The rights and responsibilities of high school students with disabilities are different from those of college students with disabilities. Understanding the legal and practical issues involved can help students with disabilities successfully transition from high school to college.
All students should be prepared to face an increased level of academic competition and have less contact with instructors as they transition from high school to college. The college learning environment is less supervised and requires that students apply more self-determination skills than they needed in high school. In college, they must make more decisions for themselves and take responsibility for their own actions, learning, successes, and failures.
Students with disabilities face these same changes and must deal with a new and more complex process of external support than ever before. As reported by McGuire (1991), "Often college-bound students with learning disabilities fail to understand that they will face a different set of demands within a postsecondary setting. They soon become overwhelmed by the amount of assigned material as well as the fast pace of instruction. Many lack the skills and strategies that are necessary for managing and self-monitoring their learning in a variety of contexts." It is vital that students equip themselves with a well-thought-out plan and strategies for success long before that first day of class.
It is critical that students with disabilities fully understand the impact of their disabilities and how their disabilities affect their ability to learn and participate in specific college courses. Understanding their rights and, equally important, their responsibilities as college students with disabilities is also critical for success. The disabled student services office at the college can help students reach these goals. This office can play a key role in success and also refer students to other offices on campus where support services are available.

Dataset content:
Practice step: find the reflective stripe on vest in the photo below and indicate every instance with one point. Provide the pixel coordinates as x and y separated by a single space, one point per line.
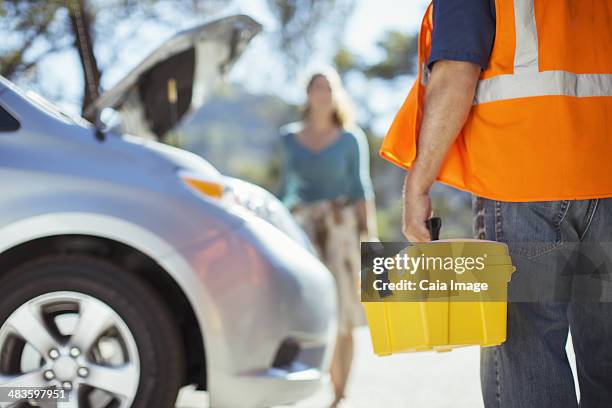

Objective:
In the text on students with disabilities moving from high school to college, which college office can refer students to other campus offices that offer support services?

Exercise response:
The disabled student services office.